## INPUT DATA

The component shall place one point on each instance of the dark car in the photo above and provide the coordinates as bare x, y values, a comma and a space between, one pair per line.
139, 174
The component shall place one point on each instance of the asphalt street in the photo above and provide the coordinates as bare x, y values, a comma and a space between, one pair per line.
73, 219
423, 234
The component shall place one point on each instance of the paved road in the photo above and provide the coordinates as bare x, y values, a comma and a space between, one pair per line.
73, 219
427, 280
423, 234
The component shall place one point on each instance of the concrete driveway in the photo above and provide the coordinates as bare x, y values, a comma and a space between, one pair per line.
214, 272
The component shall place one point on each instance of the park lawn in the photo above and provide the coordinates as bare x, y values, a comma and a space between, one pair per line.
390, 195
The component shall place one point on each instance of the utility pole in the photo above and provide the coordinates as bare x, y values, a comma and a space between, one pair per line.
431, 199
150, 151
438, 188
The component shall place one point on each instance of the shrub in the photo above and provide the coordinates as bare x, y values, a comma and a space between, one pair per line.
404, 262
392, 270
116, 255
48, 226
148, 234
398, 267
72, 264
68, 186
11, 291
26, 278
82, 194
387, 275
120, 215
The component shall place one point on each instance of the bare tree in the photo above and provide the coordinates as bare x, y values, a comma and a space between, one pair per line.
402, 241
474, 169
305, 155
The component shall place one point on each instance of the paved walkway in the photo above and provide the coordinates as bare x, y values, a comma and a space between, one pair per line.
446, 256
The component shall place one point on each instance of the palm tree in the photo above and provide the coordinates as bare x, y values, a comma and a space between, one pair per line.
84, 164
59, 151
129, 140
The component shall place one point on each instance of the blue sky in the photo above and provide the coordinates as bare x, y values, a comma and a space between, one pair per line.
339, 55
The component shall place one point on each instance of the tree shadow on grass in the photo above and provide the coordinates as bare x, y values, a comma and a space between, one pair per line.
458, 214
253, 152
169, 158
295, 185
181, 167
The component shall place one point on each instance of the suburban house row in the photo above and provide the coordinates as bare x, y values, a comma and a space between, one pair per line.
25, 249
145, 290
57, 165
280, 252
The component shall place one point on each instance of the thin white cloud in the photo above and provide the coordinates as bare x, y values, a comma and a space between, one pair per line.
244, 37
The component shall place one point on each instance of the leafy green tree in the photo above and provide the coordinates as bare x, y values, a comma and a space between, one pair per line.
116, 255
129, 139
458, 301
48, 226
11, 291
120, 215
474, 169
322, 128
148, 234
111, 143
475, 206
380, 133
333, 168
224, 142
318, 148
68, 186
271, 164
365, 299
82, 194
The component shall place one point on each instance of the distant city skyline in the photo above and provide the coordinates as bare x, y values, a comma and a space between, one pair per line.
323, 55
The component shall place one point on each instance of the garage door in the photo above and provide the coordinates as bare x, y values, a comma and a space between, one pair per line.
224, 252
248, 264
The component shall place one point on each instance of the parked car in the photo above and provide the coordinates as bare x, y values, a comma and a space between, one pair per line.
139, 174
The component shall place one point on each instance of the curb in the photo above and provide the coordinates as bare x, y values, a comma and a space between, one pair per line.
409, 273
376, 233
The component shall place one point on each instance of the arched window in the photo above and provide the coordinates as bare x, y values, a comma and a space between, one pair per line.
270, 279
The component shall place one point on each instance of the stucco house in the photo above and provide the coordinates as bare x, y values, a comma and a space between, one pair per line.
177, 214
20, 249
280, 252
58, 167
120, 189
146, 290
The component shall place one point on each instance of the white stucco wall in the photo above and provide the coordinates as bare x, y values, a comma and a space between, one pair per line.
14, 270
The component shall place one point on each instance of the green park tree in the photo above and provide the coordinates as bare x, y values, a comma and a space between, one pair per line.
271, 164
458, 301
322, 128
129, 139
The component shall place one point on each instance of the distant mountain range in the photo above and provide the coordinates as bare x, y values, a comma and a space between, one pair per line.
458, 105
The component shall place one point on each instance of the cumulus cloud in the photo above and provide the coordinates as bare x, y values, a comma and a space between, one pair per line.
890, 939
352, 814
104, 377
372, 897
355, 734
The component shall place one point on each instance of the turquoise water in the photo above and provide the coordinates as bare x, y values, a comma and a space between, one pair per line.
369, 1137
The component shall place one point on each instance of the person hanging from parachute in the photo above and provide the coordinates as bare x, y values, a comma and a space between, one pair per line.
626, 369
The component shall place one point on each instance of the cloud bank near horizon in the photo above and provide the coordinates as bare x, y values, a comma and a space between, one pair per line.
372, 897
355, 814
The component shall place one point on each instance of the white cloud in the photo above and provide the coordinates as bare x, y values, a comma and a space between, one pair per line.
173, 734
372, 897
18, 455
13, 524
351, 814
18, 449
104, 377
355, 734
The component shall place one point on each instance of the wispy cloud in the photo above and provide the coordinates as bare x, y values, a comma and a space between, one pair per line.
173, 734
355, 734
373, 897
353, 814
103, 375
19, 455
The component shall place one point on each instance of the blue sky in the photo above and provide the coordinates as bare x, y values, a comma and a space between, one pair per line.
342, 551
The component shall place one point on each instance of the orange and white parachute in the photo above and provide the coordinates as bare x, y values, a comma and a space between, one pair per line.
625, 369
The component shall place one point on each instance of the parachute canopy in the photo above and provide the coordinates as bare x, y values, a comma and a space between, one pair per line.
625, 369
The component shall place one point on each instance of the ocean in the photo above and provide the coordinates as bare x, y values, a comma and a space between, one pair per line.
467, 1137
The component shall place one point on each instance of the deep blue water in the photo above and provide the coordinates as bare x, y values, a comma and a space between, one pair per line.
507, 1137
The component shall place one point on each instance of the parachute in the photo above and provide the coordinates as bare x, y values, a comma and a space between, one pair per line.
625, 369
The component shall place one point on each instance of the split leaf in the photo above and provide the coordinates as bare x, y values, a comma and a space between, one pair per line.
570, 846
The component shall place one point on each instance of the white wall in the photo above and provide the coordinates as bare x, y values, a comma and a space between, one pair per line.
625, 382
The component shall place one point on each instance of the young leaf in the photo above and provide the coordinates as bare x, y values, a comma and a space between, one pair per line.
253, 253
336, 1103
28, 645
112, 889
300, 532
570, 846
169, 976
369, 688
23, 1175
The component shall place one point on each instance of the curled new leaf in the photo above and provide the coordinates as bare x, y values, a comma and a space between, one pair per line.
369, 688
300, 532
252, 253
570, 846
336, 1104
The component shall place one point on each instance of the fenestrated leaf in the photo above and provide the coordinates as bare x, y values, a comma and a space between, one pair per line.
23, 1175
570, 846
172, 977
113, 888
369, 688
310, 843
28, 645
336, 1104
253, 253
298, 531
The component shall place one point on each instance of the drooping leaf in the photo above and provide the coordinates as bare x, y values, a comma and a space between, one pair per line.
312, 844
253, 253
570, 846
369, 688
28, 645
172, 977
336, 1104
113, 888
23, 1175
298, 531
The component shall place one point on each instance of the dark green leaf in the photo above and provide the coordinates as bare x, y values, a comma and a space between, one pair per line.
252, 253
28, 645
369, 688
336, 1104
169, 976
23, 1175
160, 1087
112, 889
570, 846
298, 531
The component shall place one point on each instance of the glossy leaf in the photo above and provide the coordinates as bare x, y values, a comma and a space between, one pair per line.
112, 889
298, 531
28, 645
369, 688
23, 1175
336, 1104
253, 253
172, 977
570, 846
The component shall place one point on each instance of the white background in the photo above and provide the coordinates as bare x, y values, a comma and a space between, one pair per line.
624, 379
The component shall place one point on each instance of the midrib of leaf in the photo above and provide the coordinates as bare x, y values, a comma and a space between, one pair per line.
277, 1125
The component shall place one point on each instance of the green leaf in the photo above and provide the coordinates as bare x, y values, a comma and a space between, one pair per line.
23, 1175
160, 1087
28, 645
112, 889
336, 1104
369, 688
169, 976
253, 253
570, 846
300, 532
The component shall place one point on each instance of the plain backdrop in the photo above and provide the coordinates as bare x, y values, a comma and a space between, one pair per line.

## TO DO
Quote the listing in full, please, keeping every line exact.

## PROBLEM SOLUTION
The component shall place one point on each instance of the dark car in the photo above and provide the coordinates as bare x, y values, a comma and a space between, one pair per line.
139, 174
The component shall place one point on each instance of the asphalt street in the photo above and provide the coordinates as bare x, y values, a comma and a space between, one pair per line.
73, 219
423, 234
The component shall place one point on each instance of the paved road in the photo above and provide the coordinates as bare x, y values, a comma and a space between, one pair per line.
73, 219
427, 280
423, 234
The component shall place one point on each instance of the concrete driveway in the photo above and provide the coordinates as bare x, y values, a comma and a space between, one pair per line.
214, 272
The component shall place one point on each instance of the park lawn in the photo above and provide the coordinates as bare x, y values, a comma and a space between, one pair per line.
390, 195
The component shall place one point on each instance of the utility pole in the photo above and provide the coordinates as bare x, y values, a comma and a space between, one pair per line.
431, 199
150, 151
438, 188
The component shall place one point on each instance of the shrub in the photo above and provide the coordinates as bare x, y values, a comma and a space between, one pair per line.
404, 262
392, 270
116, 255
48, 226
148, 234
398, 267
72, 264
68, 186
11, 291
26, 278
82, 194
387, 275
120, 215
The component shall place one point on each instance of the bare tree in the photo above and provide the coordinates as bare x, y values, a comma and a space between, one pair per line.
402, 241
474, 169
305, 155
The component shall place one point on each instance of the paved walkway in the photo above and provide the coordinates as bare x, y values, a comma and a space between, one pair per line.
446, 256
The component shall place one point on each instance of the palm tree in the photo above and provide the coordinates as bare x, y values, a comma and a space between, one pair per line.
84, 164
59, 151
129, 140
The component shall place one point on each instance of the blue sky in the photo above and provide the coordinates as bare x, y values, a comma and a space between, one pair per line.
339, 55
The component shall place one point on each instance of the tree shadow on grass in the photo above and provide the coordinates as bare x, y values, a comma and a space between, one pair per line.
458, 214
253, 152
169, 158
295, 185
181, 167
The component shall place one point on each instance of the suburban house row in the photo above and provide the coordinates as bare x, y values, a comma and a space between, one pair per line.
25, 249
145, 290
57, 165
280, 252
The component shall place one point on each instance of the thin white cloud in the photo above and provide the coordinates as bare x, y values, a comma and a space between, one pair per line.
244, 37
The component shall place one point on each instance of the leafy green tree in the photo above and provide the coordinates as bare x, y values, a comma and a space between, one pair per line.
116, 255
129, 139
458, 301
48, 226
11, 291
120, 215
474, 169
322, 128
148, 234
111, 143
475, 206
380, 133
333, 168
224, 142
318, 148
68, 186
271, 164
365, 299
82, 194
The component shall place one point on each instance of the distant city skyline in the photo above and provide the coordinates as bare x, y values, a comma and a space between, one pair per line.
323, 55
The component shall place one point on each instance of the garage door in the photo above and provide the coordinates as bare x, y values, a comma and a space between, one pair per line.
224, 252
248, 264
The component shall place one point on each instance of the parked car in the photo above and provide the coordinates as bare x, y values, a comma and a space between, one pair per line.
139, 174
The component shall place one point on each instance of the curb in the photo above and provide the coordinates as bare x, y values, a comma and a space between, one pair per line.
409, 273
376, 233
The component shall place one point on each instance of the arched window in the photo above and provide the coordinates as bare x, y values, a comma and a space between, one pair per line.
270, 279
The component shall place one point on each instance of the stucco house in the photo above and provide the coordinates as bare x, y values, a comma and a space between, one pair per line.
177, 214
20, 249
280, 252
58, 167
120, 189
146, 290
The component shall place one point on each instance of the white stucco wall in the photo above and provide the coordinates as bare x, y values, a comma and a space between, one pair per line.
14, 270
The component shall place one point on each instance of the green park tree in the photo above and provide the coordinates as bare x, y values, a comma and a space between, one pair per line.
271, 164
458, 301
322, 128
129, 139
The component shall place one point on each instance of the distant mountain range in the photo above and provide the coordinates as bare x, y values, a comma and a space between, one pair per line.
458, 105
The component shall place one point on each instance of the cumulus cloud in the photo above and provide the coordinates as bare x, y values, a comma and a space between, one pair per line.
890, 939
352, 814
104, 377
372, 897
355, 734
The component shall place one point on each instance of the turquoise water in the photo above and provide the coordinates as bare x, y values, a comma and a space between, one pair per line.
369, 1137
The component shall place one point on each instance of the person hanging from parachute in the photo above and provide the coordinates as bare x, y values, a comma and a space between, one pair per line.
626, 369
The component shall place one point on each instance of the cloud bank near horizon in the photo above and provide the coordinates as bare x, y values, a comma and a space between, one pair per line.
372, 897
355, 814
The component shall place one point on each instance of the white cloud in the photo above and provide the coordinates as bare x, y values, a comma and a space between, one pair per line.
173, 734
372, 897
18, 455
13, 524
351, 814
18, 449
104, 377
355, 734
The component shall place one point on each instance of the wispy cloud in the photo above and provide the coordinates as bare x, y values, a comma and a space between, one pair per line.
173, 734
355, 734
373, 897
353, 814
103, 375
19, 455
The component shall place one point on each instance of the blue sky in the photo above and provide the coordinates as bare x, y values, a comma and a space between, one pair per line.
342, 551
The component shall place one point on each instance of the orange and white parachute in the photo above and provide the coordinates as bare x, y values, a comma and a space between, one pair per line.
625, 369
The component shall place one point on each instance of the parachute canopy in the photo above and provide the coordinates as bare x, y values, a comma and a space between, one pair per line.
625, 369
The component shall place one point on each instance of the ocean in the photo above and provide the coordinates as bare x, y values, a comma and a space between, one pair per line.
467, 1137
The component shall place one point on each instance of the deep blue water in the photo above and provide the coordinates as bare x, y values, a comma and a space between, one pair per line.
507, 1137
The component shall place one point on each instance of the parachute in the photo above and provide the coordinates as bare x, y values, a comma and a space between, one pair per line.
625, 369
The component shall place one point on each instance of the split leaf in the photo above and provide the coordinates as bare x, y values, a comma and a space between, one pair per line.
570, 846
The component shall place one point on each instance of the white wall in the photo above and provide the coordinates as bare x, y values, a comma and a space between, one pair per line.
625, 382
The component shall place one point on each instance of the young leaf in the photo above and provide the coordinates as bare x, y values, a comma and a space between, one pair per line.
253, 253
336, 1103
28, 645
112, 889
300, 532
570, 846
169, 976
369, 688
23, 1175
The component shall place one point on each instance of the curled new leaf in the photo above and provide the coordinates as bare x, y values, a comma and a space between, one pair per line.
369, 688
300, 532
252, 253
570, 846
336, 1104
The component shall place one point on each instance of the fenestrated leaf in the photo above and provide the coordinates as bare x, y values, a comma and a space between, one pair per line.
23, 1175
570, 846
172, 977
113, 888
369, 688
310, 843
28, 645
336, 1104
253, 253
298, 531
The component shall place one point on each instance of the drooping leaf in the photo above and provide the coordinates as bare x, y values, a comma and a space between, one pair per line.
312, 844
253, 253
570, 846
369, 688
28, 645
172, 977
336, 1104
113, 888
23, 1175
298, 531
The component shall place one point on each instance of the dark green leaf in the photo above and provide the coordinates as bare x, y values, a comma and a space between, one pair per line.
252, 253
28, 645
369, 688
336, 1104
169, 976
23, 1175
160, 1087
112, 889
570, 846
298, 531
The component shall place one point on each instance of the glossy leaf in the photo above and provide the coordinates as bare x, y values, a comma and a space between, one pair per line.
112, 889
298, 531
28, 645
369, 688
23, 1175
336, 1104
253, 253
172, 977
570, 846
The component shall place one point on each instance of the white background in the photo above and provide the coordinates as bare x, y values, a comma and a space between, one pair per line.
624, 379
The component shall place one point on each instance of the midrib of leaf in the photo above and provide the coordinates as bare x, y values, a comma and a space between, one pair per line.
277, 1125
The component shall place one point on each instance of the green leaf in the photo above and provide the coordinates as bare x, y values, a comma and a space between, one pair per line.
23, 1175
160, 1087
28, 645
112, 889
336, 1104
369, 688
169, 976
253, 253
570, 846
300, 532
The component shall place one point on each instance of the plain backdrop in the photo above and provide the coordinates as bare x, y values, a comma and a space between, one pair per line.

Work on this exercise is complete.